### Required work
Go through the data below and report each line that contains the word "pixel" by copying that line in full.

### Data listing

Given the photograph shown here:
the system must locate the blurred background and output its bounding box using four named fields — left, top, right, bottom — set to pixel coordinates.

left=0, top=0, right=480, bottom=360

---

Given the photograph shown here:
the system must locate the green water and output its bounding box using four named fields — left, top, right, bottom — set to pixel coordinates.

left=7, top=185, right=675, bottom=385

==

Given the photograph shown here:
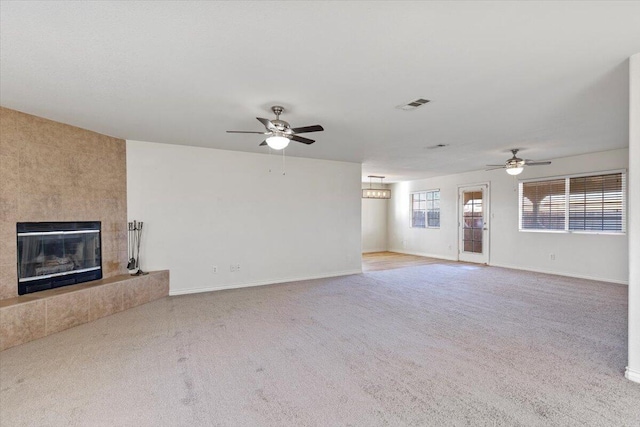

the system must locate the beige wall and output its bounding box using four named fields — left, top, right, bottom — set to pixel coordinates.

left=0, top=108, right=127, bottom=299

### Finished task
the system must locate the blurred background and output its bounding box using four named fields — left, top, right, bottom — set to pixel coordinates.
the system must locate the green water and output its bounding box using four named fields — left, top, right, bottom — set to pixel coordinates.
the system must locate the beige wall and output its bounding box using four named fields — left, top, right, bottom — set to pixel coordinates.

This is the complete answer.